> **Data listing**:
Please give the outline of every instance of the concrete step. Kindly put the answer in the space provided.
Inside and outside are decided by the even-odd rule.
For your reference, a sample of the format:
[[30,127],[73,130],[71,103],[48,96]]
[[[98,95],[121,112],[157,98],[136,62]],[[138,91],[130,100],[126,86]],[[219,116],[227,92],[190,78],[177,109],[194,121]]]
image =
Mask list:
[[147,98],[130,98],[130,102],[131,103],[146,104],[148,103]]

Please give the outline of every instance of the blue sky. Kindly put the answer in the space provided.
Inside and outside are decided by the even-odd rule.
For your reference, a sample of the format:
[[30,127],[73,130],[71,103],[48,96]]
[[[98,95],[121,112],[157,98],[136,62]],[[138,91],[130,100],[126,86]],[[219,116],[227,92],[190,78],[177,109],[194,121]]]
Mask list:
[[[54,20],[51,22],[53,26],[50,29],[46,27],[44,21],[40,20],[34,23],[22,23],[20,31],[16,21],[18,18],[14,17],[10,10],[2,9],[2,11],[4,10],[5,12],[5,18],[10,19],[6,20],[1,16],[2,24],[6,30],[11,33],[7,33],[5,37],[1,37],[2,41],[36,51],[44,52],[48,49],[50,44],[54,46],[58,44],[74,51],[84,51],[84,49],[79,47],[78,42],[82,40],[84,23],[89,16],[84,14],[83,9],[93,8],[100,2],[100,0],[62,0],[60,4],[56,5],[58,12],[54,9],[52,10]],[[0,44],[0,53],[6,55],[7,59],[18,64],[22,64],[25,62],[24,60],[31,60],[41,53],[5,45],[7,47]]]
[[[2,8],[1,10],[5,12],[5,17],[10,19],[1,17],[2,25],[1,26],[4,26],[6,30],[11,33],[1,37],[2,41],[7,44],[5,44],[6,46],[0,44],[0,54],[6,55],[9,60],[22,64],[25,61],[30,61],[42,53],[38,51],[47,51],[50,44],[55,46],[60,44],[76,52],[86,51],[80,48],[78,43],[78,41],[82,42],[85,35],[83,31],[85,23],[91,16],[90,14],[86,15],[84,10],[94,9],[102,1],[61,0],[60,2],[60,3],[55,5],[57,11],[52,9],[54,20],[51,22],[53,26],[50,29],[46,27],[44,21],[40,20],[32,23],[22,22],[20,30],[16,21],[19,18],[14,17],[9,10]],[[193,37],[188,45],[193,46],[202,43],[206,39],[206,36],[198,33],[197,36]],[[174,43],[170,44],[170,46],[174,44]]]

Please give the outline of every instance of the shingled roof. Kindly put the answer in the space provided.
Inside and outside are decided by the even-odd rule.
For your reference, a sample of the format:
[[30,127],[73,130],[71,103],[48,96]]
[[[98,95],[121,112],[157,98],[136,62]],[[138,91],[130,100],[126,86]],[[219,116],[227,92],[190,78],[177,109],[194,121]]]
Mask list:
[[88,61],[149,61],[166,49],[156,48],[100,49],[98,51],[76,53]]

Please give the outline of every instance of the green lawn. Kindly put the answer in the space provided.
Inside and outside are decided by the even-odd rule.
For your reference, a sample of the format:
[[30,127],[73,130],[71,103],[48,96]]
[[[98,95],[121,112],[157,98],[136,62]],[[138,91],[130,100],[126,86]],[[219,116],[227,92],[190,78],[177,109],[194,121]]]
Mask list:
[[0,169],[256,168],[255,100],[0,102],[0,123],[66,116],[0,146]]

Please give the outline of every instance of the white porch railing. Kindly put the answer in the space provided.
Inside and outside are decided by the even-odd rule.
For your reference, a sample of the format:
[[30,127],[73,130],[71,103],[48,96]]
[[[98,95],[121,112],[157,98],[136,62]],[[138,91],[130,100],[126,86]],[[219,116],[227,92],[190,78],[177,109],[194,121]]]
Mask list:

> **WHAT NEEDS TO BE DONE**:
Copy out the lines of the records verbatim, from the line containing "Please give the outline of every instance of the green" through the line containing "[[0,169],[256,168],[255,100],[0,102],[0,123],[66,116],[0,146]]", both included.

> **ANSWER**:
Please give the outline of every instance of the green lawn. Kindly put the answer in the space provided.
Inside and outside are decided by the even-odd rule.
For your reference, a sample of the format:
[[30,127],[73,130],[71,103],[48,96]]
[[[98,95],[121,112],[157,98],[136,62]],[[138,91],[130,100],[126,86]],[[219,116],[227,92],[190,78],[177,109],[194,121]]]
Mask list:
[[0,169],[256,168],[255,100],[0,102],[0,123],[66,116],[0,146]]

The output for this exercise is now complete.